Published [Econometrica] doi:10.3982/ecta22139 Online 1 Jan 2025 Vol. 93, No. 4, pp. 1333-1370

Dynamic Concern for Misspecification

Giacomo Lanzani

Canonical DOI Free to read · GREEN Open access ↗

What this paper finds — and why it matters

Layer 1 — Overview

Research Question

This paper asks how an agent who fears that none of their probabilistic models is the correct description of the data-generating process (DGP) should update that fear as evidence accumulates, and what long-run behavior such an agent exhibits. The central contribution is making the concern for misspecification endogenous: the better the agent’s structured models explain past observations, the less concerned the agent becomes.

Decision Criterion

The agent posits a finite-dimensional parametric set of structured models Θ, holds a prior µ over Θ, and evaluates each action according to an average robust control criterion. This criterion takes a weighted average (over models) of robust control assessments, where each assessment penalizes expected utility for probability distributions that deviate from the structured model in terms of relative entropy, scaled by a misspecification concern parameter λ > 0. A standard subjective expected utility maximizer is the limiting case as λ → 0 (no concern), and a maxmin agent is approached as λ → ∞.

Endogenous Misspecification Concern

The concern parameter λ is updated each period as a function of the likelihood ratio test (LRT) statistic of the structured models against unstructured alternatives, scaled by a time-normalizing sequence βₜ: λ(hₜ) = LRT(hₜ, Θ) / (2βₜ). The sequence βₜ determines how demanding the agent is in evaluating model fit.

Taxonomy of Agent Types

Three types emerge based on the speed of βₜ:

Statistician type (βₜ = ct, linear): applies a time scaling that keeps the LRT asymptotically informative about the degree of misspecification. This is the unique type satisfying both safety (long-run average payoff at least ε-close to the maxmin guarantee, almost surely) and consistency under almost correct specification (no ε-regret when misspecification is small).
Lenient type (t = o(βₜ)): attributes unexplained evidence to sampling variability; corresponds to the Law of Large Numbers intuition.
Demanding type (βₜ = o(t)): overly penalizes small discrepancies, analogous to the Law of Small Numbers fallacy (Tversky and Kahneman, 1971).

Standard SEU maximization fails safety; robust control with an invariant λ (Hansen and Sargent, 2001; 2022) fails consistency under almost correct specification.

Long-Run Convergence Results (Theorem 1)

For a misspecified agent (no θ ∈ Θ with qθ_{a*} = p*_{a*}), the nature of the limit action a* depends on the agent type:

Lenient type: a* is a Berk-Nash equilibrium — an SEU best reply to beliefs supported on the models with minimum relative entropy from the true DGP.

### Data section
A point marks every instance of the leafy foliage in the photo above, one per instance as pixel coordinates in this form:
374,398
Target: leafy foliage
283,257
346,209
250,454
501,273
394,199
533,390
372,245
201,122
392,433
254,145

### Tasks
**a.** Write out the records above again in full, requests included, but shift every coordinate in their answer points up by 68. Leave the numbers inside the requests and their format samples unchanged.
**b.** Extend the summary of the paper on dynamic concern for misspecification, starting after its last line, the one about the lenient type.

### Outputs for the tasks
**a.**
A point marks every instance of the leafy foliage in the photo above, one per instance as pixel coordinates in this form:
374,398
Target: leafy foliage
351,325
414,277
318,522
569,341
462,267
601,458
440,313
269,190
460,501
322,213

**b.**
Demanding type: a* is a maxmin equilibrium — a worst-case best reply to all models absolutely continuous with respect to the true DGP.
Statistician type: if behavior converges, a* is a c-robust equilibrium — a robust control best reply to beliefs on the relative entropy minimizers, with the concern for misspecification endogenously set at minθ R(p*{a*} || qθ{a*}) / c.

For a correctly specified agent (Proposition 2), every limit action is a self-confirming equilibrium, regardless of the agent type.

Cycles and Limit Frequency (Section 4, Theorem 2)

The statistician type’s behavior need not converge. In natural settings, the agent cycles between actions: playing a “safe” action whose consequences are well-explained by Θ reduces concern for misspecification, eventually leading to a riskier action whose poorly-explained consequences raise concern again, inducing a return to the safe action. The paper proves that every limit frequency (empirical distribution over actions) is a mixed c-robust equilibrium — a generalization that allows mixing while tying the concern for misspecification to the frequency-weighted average relative entropy of each action.

Empirical Applications

Monetary policy cycles (Sargent 1999, 2008): In a central bank model where the true DGP includes increased inflation variability under aggressive policy (a feature absent from the bank’s structured models), no pure c-robust equilibrium exists for small c. The model predicts persistent cycles between conservative and aggressive policy. The frequency of the conservative policy is increasing in the strength of the exploitable inflation-unemployment trade-off (θ₁π + θ₁a).
Labor supply under complex tax schedules (Rees-Jones and Taubinsky, 2020): Agents with a “schmeduling” heuristic (linearizing the tax schedule) are misspecified. Berk-Nash equilibrium predicts these agents exert excess effort, with the bias increasing in the complexity (convexity) of the tax code. The c-robust equilibrium attenuates this bias: conditional on the equilibrium, minθ R(p*_a || qθ_a) > 0, so agents maintain positive concern for misspecification and pull back from the biased recommendation. The paper rationalizes the empirical finding that approximately 40% of agents hold the schmeduling belief but only about 20% fewer agents act on it — consistent with endogenous concern reducing the behavioral impact of the biased model.

Axiomatization (Section 5)

The paper axiomatizes the static average robust control criterion (Theorem 3) using: a Variational Axiom (from Maccheroni, Marinacci, and Rustichini, 2006a), a Structured Savage axiom (Sure-Thing Principle for bets on the model identity), an Intramodel Sure-Thing Principle (STP for bets conditional on the model), and Uniform Misspecification Concern (the agent is equally concerned about misspecification regardless of which model is identified as best-fitting). Three additional dynamic axioms characterize preference evolution: Constant Preference Invariance (utility index stable over time), Dynamic Consistency over Models (Bayesian updating over structured models), and Q-Likelihood (misspecification concern increases in the LRT). A novel Asymptotic Frequentism axiom characterizes the statistician type: preferences must become arbitrarily similar (in a precise quantitative sense) after sufficiently long histories with the same outcome frequency.

Layer 2 — Q&A

Q1: What is the average robust control criterion and how does it generalize prior decision criteria?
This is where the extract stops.